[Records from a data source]
__________________________________________________

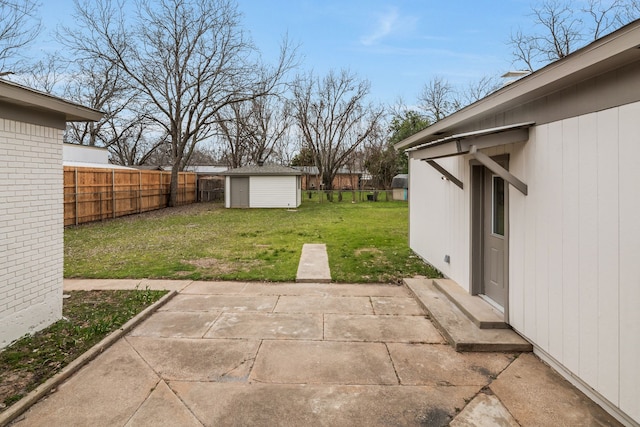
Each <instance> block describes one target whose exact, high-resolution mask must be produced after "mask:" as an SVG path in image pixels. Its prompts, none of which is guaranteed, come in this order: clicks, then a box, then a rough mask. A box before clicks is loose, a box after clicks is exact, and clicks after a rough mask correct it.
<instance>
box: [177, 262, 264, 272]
mask: <svg viewBox="0 0 640 427" xmlns="http://www.w3.org/2000/svg"><path fill="white" fill-rule="evenodd" d="M182 262H184V263H186V264H189V265H193V266H195V267H198V268H199V269H201V270H206V271H209V272H211V271H213V272H215V273H218V274H227V273H233V272H235V271H239V270H247V269H249V268H252V267H256V266H258V265H260V264H262V262H261V261H260V260H245V261H237V262H228V261H222V260H219V259H216V258H199V259H190V260H185V261H182Z"/></svg>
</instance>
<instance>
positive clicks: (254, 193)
mask: <svg viewBox="0 0 640 427" xmlns="http://www.w3.org/2000/svg"><path fill="white" fill-rule="evenodd" d="M297 181H298V180H297V176H295V175H293V176H252V177H250V178H249V206H250V207H252V208H297V207H298V206H300V203H299V200H300V195H299V194H298V193H300V190H299V189H298V184H297Z"/></svg>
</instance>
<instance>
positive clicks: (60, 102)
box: [0, 79, 103, 122]
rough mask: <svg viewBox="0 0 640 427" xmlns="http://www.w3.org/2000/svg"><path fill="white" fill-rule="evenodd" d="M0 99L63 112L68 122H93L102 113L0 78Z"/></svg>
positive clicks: (93, 109)
mask: <svg viewBox="0 0 640 427" xmlns="http://www.w3.org/2000/svg"><path fill="white" fill-rule="evenodd" d="M0 101H3V102H6V103H8V104H13V105H18V106H21V107H27V108H31V109H34V110H39V111H43V112H48V113H58V114H60V113H61V114H64V117H65V120H66V121H68V122H95V121H98V120H100V119H101V118H102V116H103V113H102V112H101V111H98V110H94V109H93V108H88V107H84V106H82V105H80V104H76V103H73V102H69V101H66V100H64V99H62V98H58V97H57V96H53V95H50V94H48V93H44V92H40V91H37V90H35V89H31V88H28V87H26V86H22V85H19V84H17V83H13V82H10V81H7V80H1V79H0Z"/></svg>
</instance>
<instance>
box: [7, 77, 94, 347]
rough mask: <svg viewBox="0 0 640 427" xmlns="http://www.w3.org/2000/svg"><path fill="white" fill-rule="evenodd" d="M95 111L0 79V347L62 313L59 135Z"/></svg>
mask: <svg viewBox="0 0 640 427" xmlns="http://www.w3.org/2000/svg"><path fill="white" fill-rule="evenodd" d="M101 117H102V113H100V112H99V111H96V110H93V109H90V108H86V107H82V106H80V105H76V104H73V103H70V102H67V101H64V100H62V99H60V98H57V97H54V96H50V95H47V94H45V93H42V92H38V91H35V90H32V89H29V88H27V87H24V86H20V85H17V84H15V83H11V82H7V81H4V80H0V171H2V172H1V173H0V254H1V256H0V349H1V348H4V347H6V346H7V345H9V344H11V342H13V341H15V340H16V339H18V338H20V337H21V336H23V335H25V334H28V333H33V332H36V331H38V330H40V329H43V328H45V327H47V326H49V325H50V324H52V323H53V322H55V321H57V320H59V319H60V318H61V316H62V274H63V198H62V192H63V186H62V177H63V175H62V139H63V132H64V129H65V127H66V122H68V121H97V120H99V119H100V118H101Z"/></svg>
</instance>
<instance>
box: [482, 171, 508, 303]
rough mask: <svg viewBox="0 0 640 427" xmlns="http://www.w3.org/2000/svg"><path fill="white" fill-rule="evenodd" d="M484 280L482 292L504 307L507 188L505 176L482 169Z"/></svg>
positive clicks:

__________________________________________________

**Task requirements:**
Above are records with pictures; repeat the records exactly and leave the pictures out.

**Result:**
Each <instance> block describes one target whose exact, high-resolution mask must be produced after "mask:" as an SVG path in image pixels. Its prompts, none of which is guaranteed, come in this order: clicks, then a box, then a rough mask. A box before clicks is loose, a box after clicks is exact, and clicks after a rough mask correct it.
<instance>
box: [177, 262, 264, 272]
mask: <svg viewBox="0 0 640 427" xmlns="http://www.w3.org/2000/svg"><path fill="white" fill-rule="evenodd" d="M182 262H184V263H186V264H189V265H193V266H195V267H198V268H199V269H201V270H206V271H209V272H211V271H213V272H215V273H218V274H227V273H233V272H235V271H239V270H247V269H249V268H252V267H256V266H258V265H260V264H262V262H261V261H260V260H245V261H237V262H228V261H222V260H219V259H216V258H199V259H190V260H185V261H182Z"/></svg>
</instance>
<instance>
positive clicks: (254, 193)
mask: <svg viewBox="0 0 640 427" xmlns="http://www.w3.org/2000/svg"><path fill="white" fill-rule="evenodd" d="M297 181H298V180H297V176H295V175H293V176H252V177H250V178H249V206H250V207H252V208H297V207H298V206H300V203H299V200H300V195H299V194H298V193H300V190H299V189H298V184H297Z"/></svg>
</instance>
<instance>
positive clicks: (60, 102)
box: [0, 79, 103, 122]
rough mask: <svg viewBox="0 0 640 427" xmlns="http://www.w3.org/2000/svg"><path fill="white" fill-rule="evenodd" d="M0 99L63 112L68 122H93L102 113L0 78Z"/></svg>
positive clicks: (93, 109)
mask: <svg viewBox="0 0 640 427" xmlns="http://www.w3.org/2000/svg"><path fill="white" fill-rule="evenodd" d="M0 101H3V102H6V103H8V104H13V105H18V106H21V107H27V108H31V109H34V110H39V111H43V112H48V113H58V114H60V113H61V114H64V117H65V120H66V121H68V122H95V121H98V120H100V119H101V118H102V116H103V113H102V112H101V111H98V110H94V109H93V108H88V107H84V106H82V105H80V104H76V103H73V102H69V101H66V100H64V99H62V98H58V97H57V96H53V95H50V94H48V93H44V92H40V91H37V90H35V89H31V88H28V87H26V86H22V85H19V84H17V83H13V82H10V81H7V80H1V79H0Z"/></svg>
</instance>
<instance>
box: [7, 77, 94, 347]
rough mask: <svg viewBox="0 0 640 427" xmlns="http://www.w3.org/2000/svg"><path fill="white" fill-rule="evenodd" d="M95 111L0 79V347L62 313L59 135Z"/></svg>
mask: <svg viewBox="0 0 640 427" xmlns="http://www.w3.org/2000/svg"><path fill="white" fill-rule="evenodd" d="M101 117H102V113H100V112H99V111H96V110H93V109H90V108H86V107H82V106H80V105H76V104H73V103H70V102H67V101H64V100H62V99H60V98H57V97H54V96H50V95H47V94H45V93H42V92H38V91H35V90H32V89H29V88H27V87H24V86H20V85H17V84H15V83H11V82H7V81H4V80H0V171H2V172H1V173H0V254H1V256H0V349H1V348H4V347H6V346H7V345H9V344H11V342H13V341H15V340H16V339H18V338H20V337H21V336H23V335H25V334H28V333H33V332H36V331H38V330H40V329H43V328H45V327H47V326H49V325H50V324H52V323H53V322H55V321H57V320H59V319H60V318H61V316H62V274H63V198H62V192H63V186H62V177H63V175H62V139H63V132H64V129H65V127H66V122H68V121H97V120H99V119H100V118H101Z"/></svg>
</instance>
<instance>
box: [482, 171, 508, 303]
rough mask: <svg viewBox="0 0 640 427" xmlns="http://www.w3.org/2000/svg"><path fill="white" fill-rule="evenodd" d="M484 280L482 292L504 307L507 188L505 176L482 169Z"/></svg>
positive clicks:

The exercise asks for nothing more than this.